**Entries from a data source**:
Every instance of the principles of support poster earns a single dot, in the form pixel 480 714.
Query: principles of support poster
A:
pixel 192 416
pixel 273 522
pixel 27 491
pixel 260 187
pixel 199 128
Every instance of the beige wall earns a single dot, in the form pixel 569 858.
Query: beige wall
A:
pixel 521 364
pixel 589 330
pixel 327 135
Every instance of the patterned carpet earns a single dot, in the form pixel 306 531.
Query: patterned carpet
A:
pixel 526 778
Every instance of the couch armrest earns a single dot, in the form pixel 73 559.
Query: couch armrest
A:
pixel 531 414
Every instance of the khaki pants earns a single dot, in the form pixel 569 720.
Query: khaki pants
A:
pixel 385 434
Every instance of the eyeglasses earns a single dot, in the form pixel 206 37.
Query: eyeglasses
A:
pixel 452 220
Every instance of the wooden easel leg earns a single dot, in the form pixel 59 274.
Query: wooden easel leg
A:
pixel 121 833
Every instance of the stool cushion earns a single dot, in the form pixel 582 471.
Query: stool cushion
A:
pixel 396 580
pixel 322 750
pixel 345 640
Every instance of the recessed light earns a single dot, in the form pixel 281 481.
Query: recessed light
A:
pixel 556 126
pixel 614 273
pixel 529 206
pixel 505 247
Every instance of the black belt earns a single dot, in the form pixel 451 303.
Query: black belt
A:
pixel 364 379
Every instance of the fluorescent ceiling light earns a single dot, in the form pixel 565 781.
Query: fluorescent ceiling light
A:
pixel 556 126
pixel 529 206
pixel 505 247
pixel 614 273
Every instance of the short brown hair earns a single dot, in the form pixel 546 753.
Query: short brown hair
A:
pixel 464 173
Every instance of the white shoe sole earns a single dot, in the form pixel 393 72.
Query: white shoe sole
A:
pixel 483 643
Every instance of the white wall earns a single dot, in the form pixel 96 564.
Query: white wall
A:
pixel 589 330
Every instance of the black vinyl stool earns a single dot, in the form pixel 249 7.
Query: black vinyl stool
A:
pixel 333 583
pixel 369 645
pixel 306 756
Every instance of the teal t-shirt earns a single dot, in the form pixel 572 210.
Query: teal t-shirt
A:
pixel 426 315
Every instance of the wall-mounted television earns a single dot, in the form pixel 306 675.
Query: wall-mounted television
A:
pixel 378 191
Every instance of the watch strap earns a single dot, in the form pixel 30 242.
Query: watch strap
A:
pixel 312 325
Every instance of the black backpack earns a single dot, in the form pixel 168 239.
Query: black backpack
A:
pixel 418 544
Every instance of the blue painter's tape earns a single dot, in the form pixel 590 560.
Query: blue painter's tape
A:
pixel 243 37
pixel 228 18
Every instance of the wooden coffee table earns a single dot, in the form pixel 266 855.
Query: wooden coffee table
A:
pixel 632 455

**What you will do**: Can you duplicate every entry above, reproducing each line with no changes?

**Written response**:
Every instance of the principles of support poster earns a single dot, in the form pixel 480 714.
Query: principles of support poster
A:
pixel 192 416
pixel 273 522
pixel 27 491
pixel 260 187
pixel 199 128
Every instance of the beige wall earns a single dot, in the form pixel 569 858.
Query: beige wall
A:
pixel 521 364
pixel 589 330
pixel 327 135
Every instance of the patterned carpet earns a single dot, in the form pixel 306 531.
Query: patterned carpet
A:
pixel 526 778
Every instance of the couch armrest earns a single dot, in the form pixel 73 559.
Query: couch armrest
A:
pixel 531 414
Every instance of the khaki pants earns a single dot, in the form pixel 569 720.
Query: khaki pants
A:
pixel 385 434
Every instance of the eyeglasses earns a single dot, in the form pixel 206 37.
Query: eyeglasses
A:
pixel 452 220
Every instance of the wooden easel leg earns a single dot, in the form pixel 59 274.
Query: wooden easel leg
A:
pixel 121 833
Every instance of the stool cushion earns a single dot, in the form pixel 582 471.
Query: stool cushion
A:
pixel 396 580
pixel 322 750
pixel 345 640
Every instance of the recessed light earns a single dot, in the form pixel 281 481.
Query: recessed light
A:
pixel 556 126
pixel 614 273
pixel 529 206
pixel 505 247
Every instance of the black belt earns a single dot, in the form pixel 451 303.
Query: black belt
A:
pixel 364 379
Every instance of the fluorescent ceiling light earns a single dot, in the form pixel 565 781.
Query: fluorescent ceiling light
A:
pixel 556 126
pixel 529 206
pixel 505 247
pixel 614 273
Every instance of the short brown hair earns a single dot, in the form pixel 546 753.
Query: short brown hair
A:
pixel 464 173
Every instance of the white shoe sole earns a single dot, in the form pixel 393 72.
Query: white shoe sole
A:
pixel 483 643
Every instance of the white wall earns a single dot, in the form pixel 96 564.
Query: white wall
A:
pixel 589 330
Every instance of the black vinyl stool earns a single dot, in the form pixel 249 7.
Query: black vinyl stool
A:
pixel 333 583
pixel 369 645
pixel 306 756
Every instance of the teal t-shirt earns a single dot, in the form pixel 572 210.
Query: teal t-shirt
A:
pixel 426 315
Every instance of the wall-mounted television earns a single dot, in the form pixel 306 675.
Query: wall-mounted television
A:
pixel 378 191
Every instance of the watch strap earns a single dot, in the form pixel 30 242.
Query: watch strap
A:
pixel 312 325
Every instance of the black backpack earns a single dot, in the form pixel 168 239.
Query: black backpack
A:
pixel 418 544
Every instance of the blue painter's tape earns a single dot, in the form pixel 590 560.
Query: blue painter's tape
A:
pixel 243 37
pixel 228 18
Every instance of the wooden coffee table earns a single dot, in the form pixel 266 855.
Query: wooden coffee table
A:
pixel 632 455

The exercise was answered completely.